Find "Thank you for the photo. Please point out the closed" in the material below, then copy that line and every subsequent line to the end, exactly.

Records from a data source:
======

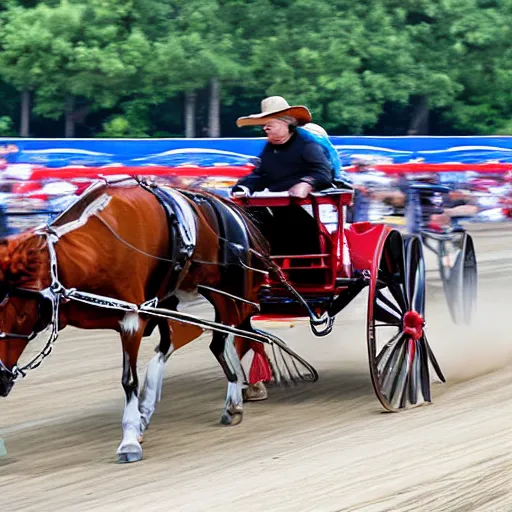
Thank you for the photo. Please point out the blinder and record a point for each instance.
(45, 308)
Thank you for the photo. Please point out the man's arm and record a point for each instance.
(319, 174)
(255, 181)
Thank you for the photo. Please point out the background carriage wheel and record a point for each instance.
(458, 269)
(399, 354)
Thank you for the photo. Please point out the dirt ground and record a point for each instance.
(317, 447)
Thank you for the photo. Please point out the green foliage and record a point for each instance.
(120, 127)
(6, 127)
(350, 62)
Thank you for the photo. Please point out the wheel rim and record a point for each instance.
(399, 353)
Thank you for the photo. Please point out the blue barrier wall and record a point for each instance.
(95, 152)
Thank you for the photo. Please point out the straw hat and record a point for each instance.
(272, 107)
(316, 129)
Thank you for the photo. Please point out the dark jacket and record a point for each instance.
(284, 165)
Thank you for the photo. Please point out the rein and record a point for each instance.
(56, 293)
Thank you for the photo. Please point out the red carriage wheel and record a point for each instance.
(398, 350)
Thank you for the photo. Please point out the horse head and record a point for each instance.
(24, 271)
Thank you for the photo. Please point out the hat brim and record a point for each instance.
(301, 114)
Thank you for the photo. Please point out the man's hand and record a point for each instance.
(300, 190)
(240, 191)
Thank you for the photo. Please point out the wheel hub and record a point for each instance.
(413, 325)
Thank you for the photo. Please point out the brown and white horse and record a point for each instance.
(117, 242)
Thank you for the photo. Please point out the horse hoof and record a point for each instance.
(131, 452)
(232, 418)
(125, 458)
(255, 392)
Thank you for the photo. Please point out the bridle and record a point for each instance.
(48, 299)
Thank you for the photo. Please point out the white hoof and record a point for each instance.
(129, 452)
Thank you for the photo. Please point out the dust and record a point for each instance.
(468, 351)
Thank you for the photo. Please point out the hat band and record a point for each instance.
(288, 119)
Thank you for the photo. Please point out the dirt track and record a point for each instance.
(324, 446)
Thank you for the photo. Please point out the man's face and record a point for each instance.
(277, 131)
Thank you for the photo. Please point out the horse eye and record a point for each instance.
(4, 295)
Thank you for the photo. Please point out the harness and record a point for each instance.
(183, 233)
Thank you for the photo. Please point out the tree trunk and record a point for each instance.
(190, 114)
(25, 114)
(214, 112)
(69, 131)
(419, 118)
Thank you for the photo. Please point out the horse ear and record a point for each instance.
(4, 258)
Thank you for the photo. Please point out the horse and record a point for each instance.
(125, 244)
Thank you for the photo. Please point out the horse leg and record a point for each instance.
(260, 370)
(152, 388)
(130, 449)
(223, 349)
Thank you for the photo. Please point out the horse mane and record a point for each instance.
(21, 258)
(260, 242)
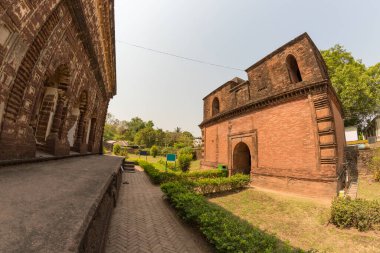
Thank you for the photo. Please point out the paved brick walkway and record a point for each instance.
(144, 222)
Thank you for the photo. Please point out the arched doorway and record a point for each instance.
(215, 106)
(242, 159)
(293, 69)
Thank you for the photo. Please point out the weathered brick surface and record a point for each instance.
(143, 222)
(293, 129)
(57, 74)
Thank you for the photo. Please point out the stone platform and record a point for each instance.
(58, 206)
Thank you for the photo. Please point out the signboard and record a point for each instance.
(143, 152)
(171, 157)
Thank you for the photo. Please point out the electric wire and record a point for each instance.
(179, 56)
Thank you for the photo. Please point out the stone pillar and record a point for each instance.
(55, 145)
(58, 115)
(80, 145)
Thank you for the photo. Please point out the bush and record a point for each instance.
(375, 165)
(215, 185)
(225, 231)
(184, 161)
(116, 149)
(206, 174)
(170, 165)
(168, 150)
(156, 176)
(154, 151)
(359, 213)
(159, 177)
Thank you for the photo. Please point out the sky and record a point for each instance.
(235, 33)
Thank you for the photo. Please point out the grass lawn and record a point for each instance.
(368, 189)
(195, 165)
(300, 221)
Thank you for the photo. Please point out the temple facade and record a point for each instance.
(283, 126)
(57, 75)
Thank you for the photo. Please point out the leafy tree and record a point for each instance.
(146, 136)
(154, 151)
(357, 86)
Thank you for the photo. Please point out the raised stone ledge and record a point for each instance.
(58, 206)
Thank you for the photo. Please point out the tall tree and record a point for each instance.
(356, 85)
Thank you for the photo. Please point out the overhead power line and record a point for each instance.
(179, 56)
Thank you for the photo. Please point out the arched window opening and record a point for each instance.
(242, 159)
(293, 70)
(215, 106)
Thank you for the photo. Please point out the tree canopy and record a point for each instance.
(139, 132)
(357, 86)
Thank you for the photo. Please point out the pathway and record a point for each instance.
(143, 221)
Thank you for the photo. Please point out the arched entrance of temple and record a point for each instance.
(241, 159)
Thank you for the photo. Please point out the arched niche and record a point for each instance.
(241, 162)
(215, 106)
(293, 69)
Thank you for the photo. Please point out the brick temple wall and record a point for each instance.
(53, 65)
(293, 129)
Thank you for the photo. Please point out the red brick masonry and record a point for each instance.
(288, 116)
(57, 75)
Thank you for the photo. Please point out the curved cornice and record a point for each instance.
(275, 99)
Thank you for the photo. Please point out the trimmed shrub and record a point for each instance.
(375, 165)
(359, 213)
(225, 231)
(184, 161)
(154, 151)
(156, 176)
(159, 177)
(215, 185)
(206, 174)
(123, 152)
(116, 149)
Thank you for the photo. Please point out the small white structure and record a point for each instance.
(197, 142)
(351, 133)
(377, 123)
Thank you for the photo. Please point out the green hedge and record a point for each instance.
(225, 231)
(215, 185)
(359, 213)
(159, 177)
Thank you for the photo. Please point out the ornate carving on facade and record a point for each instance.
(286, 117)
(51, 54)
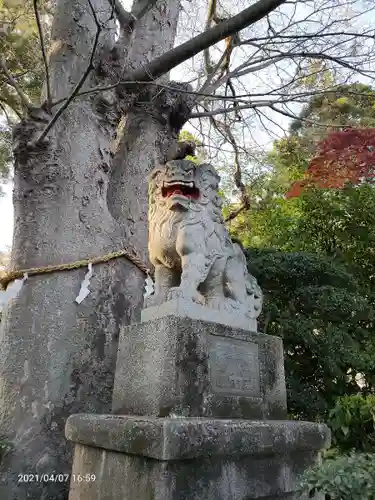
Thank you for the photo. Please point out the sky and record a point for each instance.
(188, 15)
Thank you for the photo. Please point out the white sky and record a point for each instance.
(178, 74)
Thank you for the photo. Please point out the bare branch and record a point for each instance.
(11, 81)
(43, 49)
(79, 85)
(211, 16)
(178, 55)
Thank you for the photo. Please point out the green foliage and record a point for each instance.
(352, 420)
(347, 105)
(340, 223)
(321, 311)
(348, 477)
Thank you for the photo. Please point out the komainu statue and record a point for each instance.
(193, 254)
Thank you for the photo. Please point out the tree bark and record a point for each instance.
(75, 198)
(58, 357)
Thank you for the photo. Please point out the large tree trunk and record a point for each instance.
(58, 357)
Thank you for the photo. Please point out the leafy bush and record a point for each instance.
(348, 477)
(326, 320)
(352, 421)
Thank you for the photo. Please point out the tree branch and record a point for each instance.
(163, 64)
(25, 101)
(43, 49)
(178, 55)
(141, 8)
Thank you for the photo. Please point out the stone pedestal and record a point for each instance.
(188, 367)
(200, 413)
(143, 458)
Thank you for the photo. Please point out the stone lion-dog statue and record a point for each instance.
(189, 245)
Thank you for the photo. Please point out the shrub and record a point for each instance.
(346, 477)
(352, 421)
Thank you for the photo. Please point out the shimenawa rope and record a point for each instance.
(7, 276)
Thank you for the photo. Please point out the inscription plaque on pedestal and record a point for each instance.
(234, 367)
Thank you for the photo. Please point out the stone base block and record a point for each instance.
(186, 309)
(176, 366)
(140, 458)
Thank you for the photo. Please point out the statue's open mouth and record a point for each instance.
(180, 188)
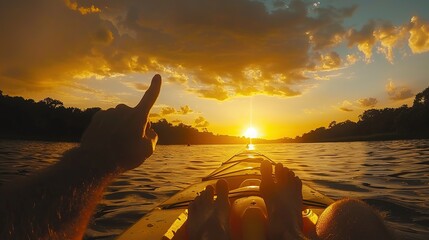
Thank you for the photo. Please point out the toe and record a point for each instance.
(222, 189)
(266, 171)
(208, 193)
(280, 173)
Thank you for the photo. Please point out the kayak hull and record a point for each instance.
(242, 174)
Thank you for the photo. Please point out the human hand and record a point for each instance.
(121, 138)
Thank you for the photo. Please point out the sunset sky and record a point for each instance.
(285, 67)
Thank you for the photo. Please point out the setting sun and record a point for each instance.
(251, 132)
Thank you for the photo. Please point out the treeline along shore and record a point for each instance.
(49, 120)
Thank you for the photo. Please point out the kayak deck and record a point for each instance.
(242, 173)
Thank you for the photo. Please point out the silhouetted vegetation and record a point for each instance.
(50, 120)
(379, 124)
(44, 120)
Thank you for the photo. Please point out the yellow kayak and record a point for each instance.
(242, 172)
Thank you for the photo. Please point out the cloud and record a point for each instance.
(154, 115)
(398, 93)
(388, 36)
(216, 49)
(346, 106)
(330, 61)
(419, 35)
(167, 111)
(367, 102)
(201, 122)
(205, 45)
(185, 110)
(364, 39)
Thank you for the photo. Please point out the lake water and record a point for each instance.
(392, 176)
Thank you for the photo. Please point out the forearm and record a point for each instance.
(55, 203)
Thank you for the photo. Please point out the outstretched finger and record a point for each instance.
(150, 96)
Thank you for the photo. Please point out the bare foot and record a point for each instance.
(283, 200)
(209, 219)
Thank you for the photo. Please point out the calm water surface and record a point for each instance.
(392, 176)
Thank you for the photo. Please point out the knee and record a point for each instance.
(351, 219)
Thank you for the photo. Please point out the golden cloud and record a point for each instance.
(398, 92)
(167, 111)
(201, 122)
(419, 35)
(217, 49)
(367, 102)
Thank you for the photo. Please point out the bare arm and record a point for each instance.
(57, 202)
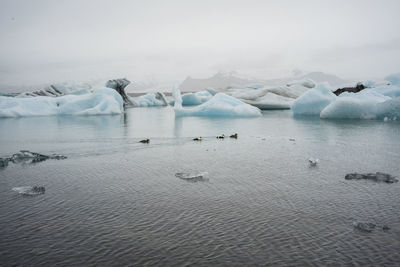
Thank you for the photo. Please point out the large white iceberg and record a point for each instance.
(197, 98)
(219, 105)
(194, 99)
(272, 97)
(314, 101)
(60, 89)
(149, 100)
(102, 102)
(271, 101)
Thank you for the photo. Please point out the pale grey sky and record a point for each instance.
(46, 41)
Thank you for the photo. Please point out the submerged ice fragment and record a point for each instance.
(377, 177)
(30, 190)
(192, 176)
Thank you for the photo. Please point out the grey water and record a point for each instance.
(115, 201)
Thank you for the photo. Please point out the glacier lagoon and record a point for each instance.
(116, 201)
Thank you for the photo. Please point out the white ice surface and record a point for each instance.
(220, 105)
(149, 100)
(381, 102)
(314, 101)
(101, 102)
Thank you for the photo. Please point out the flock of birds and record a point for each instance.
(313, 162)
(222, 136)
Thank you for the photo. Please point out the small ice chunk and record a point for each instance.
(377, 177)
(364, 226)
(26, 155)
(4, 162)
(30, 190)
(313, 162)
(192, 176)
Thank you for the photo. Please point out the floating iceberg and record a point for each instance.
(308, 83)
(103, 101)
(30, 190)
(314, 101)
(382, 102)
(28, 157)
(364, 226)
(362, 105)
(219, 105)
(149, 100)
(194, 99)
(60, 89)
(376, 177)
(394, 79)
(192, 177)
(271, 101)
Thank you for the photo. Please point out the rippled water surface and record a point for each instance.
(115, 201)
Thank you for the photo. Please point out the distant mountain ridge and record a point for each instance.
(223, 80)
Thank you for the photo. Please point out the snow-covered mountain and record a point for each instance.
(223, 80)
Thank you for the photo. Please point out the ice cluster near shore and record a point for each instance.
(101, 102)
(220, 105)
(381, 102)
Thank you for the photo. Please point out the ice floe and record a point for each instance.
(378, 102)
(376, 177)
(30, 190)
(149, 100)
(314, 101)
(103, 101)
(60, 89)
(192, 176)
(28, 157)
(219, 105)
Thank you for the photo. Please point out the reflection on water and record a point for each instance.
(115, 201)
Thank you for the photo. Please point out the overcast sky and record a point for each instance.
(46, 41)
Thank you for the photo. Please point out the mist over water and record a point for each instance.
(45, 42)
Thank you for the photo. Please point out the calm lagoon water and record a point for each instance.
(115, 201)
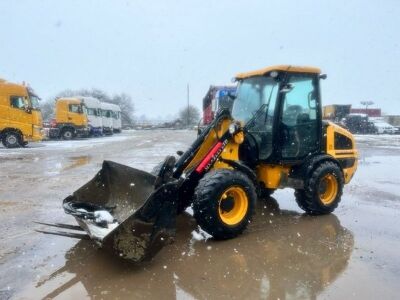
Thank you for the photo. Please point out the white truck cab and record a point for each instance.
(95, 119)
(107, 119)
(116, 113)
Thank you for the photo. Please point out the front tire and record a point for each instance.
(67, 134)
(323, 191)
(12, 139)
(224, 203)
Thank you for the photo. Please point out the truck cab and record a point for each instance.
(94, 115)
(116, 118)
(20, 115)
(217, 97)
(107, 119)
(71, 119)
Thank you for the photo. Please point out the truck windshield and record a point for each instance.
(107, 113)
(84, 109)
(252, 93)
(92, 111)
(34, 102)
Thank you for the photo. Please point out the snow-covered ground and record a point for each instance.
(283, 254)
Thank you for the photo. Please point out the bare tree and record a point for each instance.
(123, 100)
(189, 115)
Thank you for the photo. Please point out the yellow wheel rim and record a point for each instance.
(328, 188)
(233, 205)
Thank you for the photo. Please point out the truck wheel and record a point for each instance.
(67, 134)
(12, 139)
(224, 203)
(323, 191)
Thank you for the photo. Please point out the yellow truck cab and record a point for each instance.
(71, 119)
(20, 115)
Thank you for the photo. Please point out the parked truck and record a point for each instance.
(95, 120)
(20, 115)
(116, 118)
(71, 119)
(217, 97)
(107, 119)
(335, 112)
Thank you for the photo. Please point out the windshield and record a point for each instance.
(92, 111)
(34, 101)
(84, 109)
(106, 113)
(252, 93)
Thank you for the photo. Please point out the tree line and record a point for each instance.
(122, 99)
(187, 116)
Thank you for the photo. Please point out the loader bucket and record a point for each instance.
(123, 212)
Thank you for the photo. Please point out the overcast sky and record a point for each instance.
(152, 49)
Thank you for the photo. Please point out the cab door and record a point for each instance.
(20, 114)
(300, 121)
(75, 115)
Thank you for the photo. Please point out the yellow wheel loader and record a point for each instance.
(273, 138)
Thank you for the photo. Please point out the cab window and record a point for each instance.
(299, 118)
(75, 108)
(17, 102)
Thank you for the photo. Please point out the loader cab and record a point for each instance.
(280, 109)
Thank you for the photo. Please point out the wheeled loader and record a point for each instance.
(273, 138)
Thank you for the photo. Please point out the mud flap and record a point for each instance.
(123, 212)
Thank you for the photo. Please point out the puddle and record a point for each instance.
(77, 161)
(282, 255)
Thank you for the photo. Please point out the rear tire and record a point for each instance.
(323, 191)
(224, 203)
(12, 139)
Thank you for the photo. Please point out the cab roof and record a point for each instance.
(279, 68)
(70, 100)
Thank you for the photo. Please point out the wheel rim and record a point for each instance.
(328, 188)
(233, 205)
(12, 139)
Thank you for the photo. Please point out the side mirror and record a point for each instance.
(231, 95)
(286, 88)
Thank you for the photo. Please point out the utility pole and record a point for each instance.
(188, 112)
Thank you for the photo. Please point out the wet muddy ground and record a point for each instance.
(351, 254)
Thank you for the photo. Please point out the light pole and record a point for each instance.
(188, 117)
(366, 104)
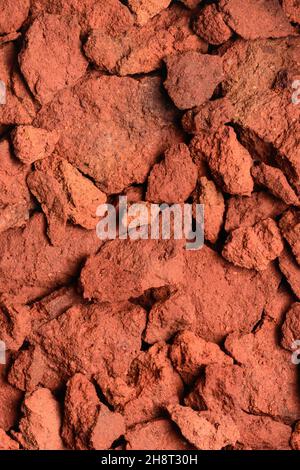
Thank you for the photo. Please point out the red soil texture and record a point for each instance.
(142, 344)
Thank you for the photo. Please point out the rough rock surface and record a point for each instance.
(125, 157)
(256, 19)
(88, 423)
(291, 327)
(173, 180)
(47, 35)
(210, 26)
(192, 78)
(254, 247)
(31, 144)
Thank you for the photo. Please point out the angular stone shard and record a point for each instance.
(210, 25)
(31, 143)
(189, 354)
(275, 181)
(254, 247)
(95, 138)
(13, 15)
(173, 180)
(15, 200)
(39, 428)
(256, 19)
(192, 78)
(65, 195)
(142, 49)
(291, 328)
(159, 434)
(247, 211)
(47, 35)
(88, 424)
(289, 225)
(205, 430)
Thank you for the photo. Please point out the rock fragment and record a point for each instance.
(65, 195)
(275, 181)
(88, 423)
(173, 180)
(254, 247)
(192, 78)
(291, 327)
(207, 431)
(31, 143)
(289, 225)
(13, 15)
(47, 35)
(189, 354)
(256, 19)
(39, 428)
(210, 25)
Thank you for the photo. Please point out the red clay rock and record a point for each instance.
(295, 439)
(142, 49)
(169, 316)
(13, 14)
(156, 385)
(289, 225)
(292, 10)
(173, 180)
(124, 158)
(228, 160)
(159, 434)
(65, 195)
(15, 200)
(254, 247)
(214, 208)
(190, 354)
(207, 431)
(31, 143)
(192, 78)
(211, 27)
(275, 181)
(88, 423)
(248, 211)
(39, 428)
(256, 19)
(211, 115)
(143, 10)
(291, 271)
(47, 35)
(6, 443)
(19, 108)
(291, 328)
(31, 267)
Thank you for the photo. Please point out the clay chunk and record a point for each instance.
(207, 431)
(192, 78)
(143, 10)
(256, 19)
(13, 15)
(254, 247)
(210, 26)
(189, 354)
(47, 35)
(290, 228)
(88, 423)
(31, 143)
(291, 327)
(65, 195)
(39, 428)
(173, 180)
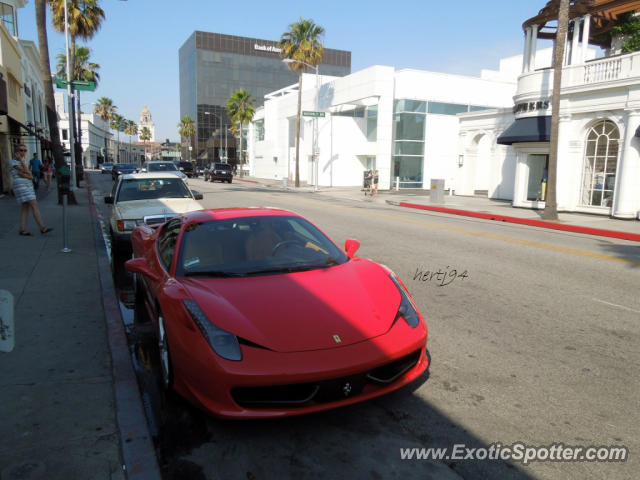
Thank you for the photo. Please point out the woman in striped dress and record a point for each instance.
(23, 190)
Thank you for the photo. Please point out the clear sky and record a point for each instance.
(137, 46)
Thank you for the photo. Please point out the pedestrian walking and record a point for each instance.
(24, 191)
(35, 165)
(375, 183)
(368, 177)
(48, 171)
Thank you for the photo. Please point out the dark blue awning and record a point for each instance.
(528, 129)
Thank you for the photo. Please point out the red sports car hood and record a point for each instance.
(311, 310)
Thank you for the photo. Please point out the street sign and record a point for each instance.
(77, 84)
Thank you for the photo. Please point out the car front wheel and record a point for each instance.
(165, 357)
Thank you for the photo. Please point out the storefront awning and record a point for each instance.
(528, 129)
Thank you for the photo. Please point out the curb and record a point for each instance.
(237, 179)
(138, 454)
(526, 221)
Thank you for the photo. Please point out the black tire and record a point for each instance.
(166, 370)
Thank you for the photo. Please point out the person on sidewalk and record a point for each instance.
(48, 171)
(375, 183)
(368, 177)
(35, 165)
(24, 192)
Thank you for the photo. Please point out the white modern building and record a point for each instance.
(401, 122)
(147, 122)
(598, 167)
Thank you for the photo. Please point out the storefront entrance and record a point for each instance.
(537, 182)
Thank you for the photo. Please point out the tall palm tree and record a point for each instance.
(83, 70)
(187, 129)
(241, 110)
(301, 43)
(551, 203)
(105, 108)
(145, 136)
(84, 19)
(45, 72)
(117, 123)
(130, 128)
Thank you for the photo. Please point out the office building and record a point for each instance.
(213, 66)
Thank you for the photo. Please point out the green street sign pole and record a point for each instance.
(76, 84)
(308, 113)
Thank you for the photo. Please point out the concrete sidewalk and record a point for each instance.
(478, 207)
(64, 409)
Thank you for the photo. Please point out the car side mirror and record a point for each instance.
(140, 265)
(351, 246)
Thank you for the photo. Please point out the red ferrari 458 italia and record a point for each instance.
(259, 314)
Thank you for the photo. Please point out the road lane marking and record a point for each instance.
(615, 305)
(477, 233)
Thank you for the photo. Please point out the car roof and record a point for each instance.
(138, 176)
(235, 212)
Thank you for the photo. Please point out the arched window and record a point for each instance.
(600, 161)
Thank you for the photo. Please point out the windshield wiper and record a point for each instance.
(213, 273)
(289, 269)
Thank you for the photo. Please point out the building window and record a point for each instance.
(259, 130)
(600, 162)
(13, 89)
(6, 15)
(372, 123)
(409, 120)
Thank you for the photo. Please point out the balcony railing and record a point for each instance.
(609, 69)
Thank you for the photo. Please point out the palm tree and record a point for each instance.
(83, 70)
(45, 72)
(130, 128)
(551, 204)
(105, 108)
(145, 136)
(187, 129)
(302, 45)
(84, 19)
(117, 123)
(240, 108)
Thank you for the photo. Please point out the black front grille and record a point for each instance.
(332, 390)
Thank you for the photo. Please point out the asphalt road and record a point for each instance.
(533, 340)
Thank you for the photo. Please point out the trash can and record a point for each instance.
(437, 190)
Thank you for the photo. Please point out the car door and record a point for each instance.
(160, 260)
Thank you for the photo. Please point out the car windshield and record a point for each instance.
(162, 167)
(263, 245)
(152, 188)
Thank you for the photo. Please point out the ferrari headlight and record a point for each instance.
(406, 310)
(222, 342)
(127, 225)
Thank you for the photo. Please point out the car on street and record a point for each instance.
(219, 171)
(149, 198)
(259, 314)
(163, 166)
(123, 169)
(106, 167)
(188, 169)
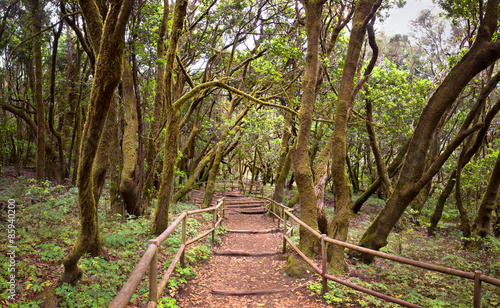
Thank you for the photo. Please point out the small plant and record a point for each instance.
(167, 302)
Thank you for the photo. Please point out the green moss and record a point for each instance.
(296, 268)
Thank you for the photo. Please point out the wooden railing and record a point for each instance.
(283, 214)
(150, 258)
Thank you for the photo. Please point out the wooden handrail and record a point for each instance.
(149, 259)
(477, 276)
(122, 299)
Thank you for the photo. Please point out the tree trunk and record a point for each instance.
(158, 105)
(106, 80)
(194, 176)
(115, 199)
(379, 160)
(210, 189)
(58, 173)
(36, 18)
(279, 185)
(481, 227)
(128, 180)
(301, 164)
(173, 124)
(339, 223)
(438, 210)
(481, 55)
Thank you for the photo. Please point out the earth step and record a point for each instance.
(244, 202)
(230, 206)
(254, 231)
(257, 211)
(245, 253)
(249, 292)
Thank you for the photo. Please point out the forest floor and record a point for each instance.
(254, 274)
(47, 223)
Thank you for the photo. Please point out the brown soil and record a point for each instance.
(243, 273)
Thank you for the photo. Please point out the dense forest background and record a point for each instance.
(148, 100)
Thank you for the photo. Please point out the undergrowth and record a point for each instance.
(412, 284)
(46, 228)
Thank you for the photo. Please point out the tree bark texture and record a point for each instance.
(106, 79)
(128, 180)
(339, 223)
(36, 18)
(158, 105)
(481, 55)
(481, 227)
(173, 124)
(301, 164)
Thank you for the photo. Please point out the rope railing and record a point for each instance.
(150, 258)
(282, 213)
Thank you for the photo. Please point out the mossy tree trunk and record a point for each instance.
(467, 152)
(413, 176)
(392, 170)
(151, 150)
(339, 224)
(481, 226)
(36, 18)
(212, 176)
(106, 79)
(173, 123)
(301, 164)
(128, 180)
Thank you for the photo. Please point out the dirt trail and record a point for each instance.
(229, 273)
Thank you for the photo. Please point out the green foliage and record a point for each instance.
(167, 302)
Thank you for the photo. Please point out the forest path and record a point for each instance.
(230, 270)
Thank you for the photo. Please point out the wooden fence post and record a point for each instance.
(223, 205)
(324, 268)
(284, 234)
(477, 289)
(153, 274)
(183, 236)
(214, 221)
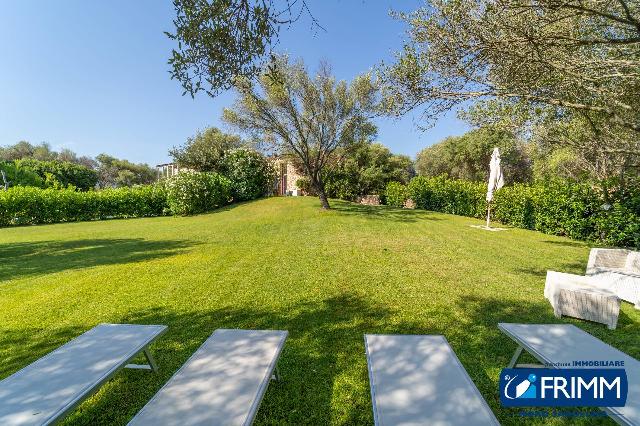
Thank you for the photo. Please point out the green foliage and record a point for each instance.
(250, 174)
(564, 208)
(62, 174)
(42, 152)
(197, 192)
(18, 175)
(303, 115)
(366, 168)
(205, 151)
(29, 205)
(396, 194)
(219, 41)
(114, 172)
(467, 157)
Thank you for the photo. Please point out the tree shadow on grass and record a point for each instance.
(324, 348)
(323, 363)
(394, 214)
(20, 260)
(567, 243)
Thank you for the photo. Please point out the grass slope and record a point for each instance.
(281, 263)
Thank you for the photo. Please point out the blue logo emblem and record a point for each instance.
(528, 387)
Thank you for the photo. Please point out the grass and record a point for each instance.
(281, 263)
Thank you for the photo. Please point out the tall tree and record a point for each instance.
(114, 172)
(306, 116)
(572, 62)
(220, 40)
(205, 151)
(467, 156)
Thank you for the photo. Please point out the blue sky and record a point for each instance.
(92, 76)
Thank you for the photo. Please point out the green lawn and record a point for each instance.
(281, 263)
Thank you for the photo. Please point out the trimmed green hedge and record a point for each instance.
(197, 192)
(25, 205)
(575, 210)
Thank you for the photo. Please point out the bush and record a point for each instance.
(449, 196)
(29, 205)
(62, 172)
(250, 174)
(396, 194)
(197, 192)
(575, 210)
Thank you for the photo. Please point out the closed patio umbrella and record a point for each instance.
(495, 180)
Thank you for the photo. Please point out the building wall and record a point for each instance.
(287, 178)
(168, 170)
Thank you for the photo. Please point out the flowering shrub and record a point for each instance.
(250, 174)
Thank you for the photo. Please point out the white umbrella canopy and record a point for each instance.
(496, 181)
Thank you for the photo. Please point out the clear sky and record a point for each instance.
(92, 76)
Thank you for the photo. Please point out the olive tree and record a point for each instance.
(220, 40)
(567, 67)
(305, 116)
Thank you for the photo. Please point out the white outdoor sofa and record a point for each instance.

======

• [OUTPUT FOR THIS TASK]
Thank you for the photo. Please point out the closed patio umbrella and record a point for each instance.
(495, 180)
Thank you for the photo. Please point out the building wall and record a point for each instance.
(287, 178)
(168, 170)
Thank you for the photo. Please point out the flowering shrub and record a point for each instance.
(250, 174)
Thank you for the photo. Please point out the white umbrella canopy and record a point for each instance.
(496, 181)
Thank you for the photo. Please point out the clear sky and record a point for each instance.
(92, 76)
Thank you for the photo. Please point out the olive tree and record a point for each instance.
(220, 40)
(567, 67)
(305, 116)
Thank you for the photo. Please point out the white outdoor sofa and record a point for each instance.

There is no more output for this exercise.